ЗАДАНИЕ A: С чего, согласно фрагменту о заложничестве, Э. Левинас начинал свой анализ заложничества?
ЗАДАНИЕ B: Переведите на английский язык предложение из фрагмента о заложничестве: «Далее у нас была возможность, имея в виду рабочую дефиницию заложничества, определить упомянутую ответственность как ответственность гетерогенную».

Вместе с тем, все изложенное выше позволяет сделать вывод и о значительной сложности и внутренней различенности, диверсифицированности самого феномена заложничества, некоторые разновидности которого обладают, казалось бы, общностью лишь на уровне «семейного сходства». Тем не менее, если вспомнить ход мыслей Э. Левинаса, свой анализ заложничества он начинал с ответственности за ближнего, ответственности за Другого. Далее у нас была возможность, имея в виду рабочую дефиницию заложничества, определить упомянутую ответственность как ответственность гетерогенную. Ныне же проведенное рассмотрение позволяет обогатить наше понимание еще одним, в эмпирически-прагматическом смысле обобщающим штрихом и говорить об ответственности заложника как ответственности не(прямо)линейной, искривленной, размытой; ее создает своеобразная «гравитация» близости, утверждаемая близостью приоритетность непосредственного контакта («приблизиться значит дотронуться до ближнего вне данных, воспринятых познанием на расстоянии… Лицо и кожа человека — такое превращение данного в ближнего», — говорит Левинас[25]). «Искривление» и «размывание» наваждением близости непорочной прямизны моральной ответственности, проявляющееся в положении заложника, может быть прослежено, по крайней мере, в следующих трех основных измерениях:
а) заложник несет ответственность не за себя, а за Другого, — об этом основополагающем измерении заложничества было уже сказано достаточно;
б) заложник зачастую отвечает также не собственной «головой», но интересами, свободой и жизнью своих ближних — как, например, родственники пленника, захваченного террористами, ребенка, похищенного с целью получить выкуп, и т. д.;
в) заложник обычно принуждается к ответственности согласно непрозрачным для его нравственного сознания принципам (зачастую и прямо преступным — что не исключает феноменальную возможность иного, противоположного варианта: сверхразумной, недоступной для обычного человеческого понимания справедливости).

ПРЕДОСТАВЛЕННЫЕ МАТЕРИАЛЫ:

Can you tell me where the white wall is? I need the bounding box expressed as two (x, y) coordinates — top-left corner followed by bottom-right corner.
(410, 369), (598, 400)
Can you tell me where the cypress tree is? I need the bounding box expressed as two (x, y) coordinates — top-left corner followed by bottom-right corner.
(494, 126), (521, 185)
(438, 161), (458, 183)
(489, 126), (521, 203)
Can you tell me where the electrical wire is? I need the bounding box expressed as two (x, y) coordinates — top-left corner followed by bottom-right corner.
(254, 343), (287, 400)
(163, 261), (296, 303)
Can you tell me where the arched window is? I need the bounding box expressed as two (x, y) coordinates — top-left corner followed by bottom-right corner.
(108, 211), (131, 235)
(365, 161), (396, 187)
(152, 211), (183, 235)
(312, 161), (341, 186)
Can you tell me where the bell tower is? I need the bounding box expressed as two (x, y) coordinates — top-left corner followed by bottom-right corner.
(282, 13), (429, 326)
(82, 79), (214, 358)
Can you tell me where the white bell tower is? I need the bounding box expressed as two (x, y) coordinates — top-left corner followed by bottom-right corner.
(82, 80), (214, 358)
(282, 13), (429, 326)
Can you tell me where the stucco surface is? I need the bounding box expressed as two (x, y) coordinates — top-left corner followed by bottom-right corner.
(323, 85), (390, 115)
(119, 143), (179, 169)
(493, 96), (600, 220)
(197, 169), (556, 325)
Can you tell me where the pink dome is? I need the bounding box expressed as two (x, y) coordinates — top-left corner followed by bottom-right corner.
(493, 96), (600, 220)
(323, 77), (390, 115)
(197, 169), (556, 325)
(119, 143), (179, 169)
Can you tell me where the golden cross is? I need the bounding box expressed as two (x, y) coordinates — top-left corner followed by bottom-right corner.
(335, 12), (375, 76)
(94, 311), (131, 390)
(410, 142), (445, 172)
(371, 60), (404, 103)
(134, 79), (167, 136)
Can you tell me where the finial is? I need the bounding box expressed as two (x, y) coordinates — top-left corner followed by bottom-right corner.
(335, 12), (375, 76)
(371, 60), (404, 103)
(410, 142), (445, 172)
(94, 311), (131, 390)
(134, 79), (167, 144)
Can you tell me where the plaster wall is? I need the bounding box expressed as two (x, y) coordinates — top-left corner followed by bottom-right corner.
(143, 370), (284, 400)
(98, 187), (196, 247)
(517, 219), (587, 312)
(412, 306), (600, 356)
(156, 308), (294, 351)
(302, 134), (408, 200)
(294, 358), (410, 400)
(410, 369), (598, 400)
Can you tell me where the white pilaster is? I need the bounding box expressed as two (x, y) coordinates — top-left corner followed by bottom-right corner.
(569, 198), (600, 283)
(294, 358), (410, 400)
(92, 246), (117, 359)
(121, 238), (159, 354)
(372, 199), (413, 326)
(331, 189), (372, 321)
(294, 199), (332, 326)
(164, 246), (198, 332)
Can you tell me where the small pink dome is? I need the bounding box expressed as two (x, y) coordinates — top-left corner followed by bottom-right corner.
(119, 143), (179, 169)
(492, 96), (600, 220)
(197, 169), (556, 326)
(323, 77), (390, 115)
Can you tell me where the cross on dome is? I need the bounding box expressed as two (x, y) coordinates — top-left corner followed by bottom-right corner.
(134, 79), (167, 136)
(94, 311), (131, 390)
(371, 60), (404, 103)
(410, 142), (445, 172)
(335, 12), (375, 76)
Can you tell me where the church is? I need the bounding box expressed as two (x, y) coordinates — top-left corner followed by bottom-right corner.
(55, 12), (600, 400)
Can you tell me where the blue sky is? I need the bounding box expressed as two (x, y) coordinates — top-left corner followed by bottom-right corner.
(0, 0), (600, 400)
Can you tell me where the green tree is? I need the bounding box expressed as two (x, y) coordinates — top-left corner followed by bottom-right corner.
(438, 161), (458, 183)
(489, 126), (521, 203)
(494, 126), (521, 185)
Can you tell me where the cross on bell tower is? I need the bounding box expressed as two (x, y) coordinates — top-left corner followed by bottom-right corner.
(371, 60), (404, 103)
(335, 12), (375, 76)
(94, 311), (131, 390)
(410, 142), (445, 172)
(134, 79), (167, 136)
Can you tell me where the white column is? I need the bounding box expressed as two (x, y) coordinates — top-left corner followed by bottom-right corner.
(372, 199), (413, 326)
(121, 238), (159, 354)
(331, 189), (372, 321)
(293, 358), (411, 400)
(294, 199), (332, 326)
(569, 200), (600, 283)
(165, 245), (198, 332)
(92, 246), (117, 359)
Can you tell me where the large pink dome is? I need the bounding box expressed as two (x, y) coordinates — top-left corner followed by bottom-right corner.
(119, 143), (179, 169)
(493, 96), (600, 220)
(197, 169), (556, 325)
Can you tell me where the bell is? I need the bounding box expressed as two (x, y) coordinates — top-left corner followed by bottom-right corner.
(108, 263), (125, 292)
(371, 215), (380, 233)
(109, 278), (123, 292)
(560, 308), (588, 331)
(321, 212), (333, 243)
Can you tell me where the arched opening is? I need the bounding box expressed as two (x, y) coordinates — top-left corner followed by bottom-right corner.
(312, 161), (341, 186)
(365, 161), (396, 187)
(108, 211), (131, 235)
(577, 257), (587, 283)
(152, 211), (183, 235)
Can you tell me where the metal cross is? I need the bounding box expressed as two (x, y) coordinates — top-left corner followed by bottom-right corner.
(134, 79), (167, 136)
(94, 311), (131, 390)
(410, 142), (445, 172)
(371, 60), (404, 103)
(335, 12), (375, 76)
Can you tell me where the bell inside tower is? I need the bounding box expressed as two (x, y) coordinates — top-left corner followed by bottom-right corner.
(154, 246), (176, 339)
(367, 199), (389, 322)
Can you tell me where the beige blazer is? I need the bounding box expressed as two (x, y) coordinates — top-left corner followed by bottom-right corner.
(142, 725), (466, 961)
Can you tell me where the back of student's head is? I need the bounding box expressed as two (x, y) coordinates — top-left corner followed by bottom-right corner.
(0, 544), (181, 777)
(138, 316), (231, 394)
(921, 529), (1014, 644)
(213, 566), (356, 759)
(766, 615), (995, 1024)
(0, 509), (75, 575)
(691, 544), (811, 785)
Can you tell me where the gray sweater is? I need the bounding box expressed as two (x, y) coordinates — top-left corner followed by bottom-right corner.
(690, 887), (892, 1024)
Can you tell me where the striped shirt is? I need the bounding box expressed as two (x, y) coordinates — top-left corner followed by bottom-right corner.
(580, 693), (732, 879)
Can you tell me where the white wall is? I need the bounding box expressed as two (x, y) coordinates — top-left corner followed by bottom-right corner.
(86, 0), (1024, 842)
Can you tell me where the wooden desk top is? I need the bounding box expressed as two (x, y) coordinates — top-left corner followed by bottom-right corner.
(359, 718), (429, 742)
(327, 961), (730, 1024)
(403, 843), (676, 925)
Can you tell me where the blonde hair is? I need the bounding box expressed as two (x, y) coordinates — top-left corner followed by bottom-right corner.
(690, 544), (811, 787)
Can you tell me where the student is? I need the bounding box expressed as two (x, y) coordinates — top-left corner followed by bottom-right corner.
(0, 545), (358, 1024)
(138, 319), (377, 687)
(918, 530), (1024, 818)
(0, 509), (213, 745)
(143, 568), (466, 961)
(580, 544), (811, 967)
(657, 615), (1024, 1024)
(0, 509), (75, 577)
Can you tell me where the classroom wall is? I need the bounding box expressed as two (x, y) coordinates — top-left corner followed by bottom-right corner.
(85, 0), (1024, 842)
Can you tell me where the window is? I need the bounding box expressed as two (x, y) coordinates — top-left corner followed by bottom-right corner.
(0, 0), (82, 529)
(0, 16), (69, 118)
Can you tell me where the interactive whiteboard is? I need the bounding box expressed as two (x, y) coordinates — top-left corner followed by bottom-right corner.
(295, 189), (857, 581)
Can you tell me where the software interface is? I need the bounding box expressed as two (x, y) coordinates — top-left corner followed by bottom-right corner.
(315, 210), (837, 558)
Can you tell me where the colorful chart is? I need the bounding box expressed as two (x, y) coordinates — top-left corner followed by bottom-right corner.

ОТВЕТ A: С ответственности за ближнего, то есть ответственности за Другого.

ОТВЕТ B: Further, bearing in mind the working definition of hostagehood, we were able to define the aforementioned responsibility as a heterogeneous responsibility.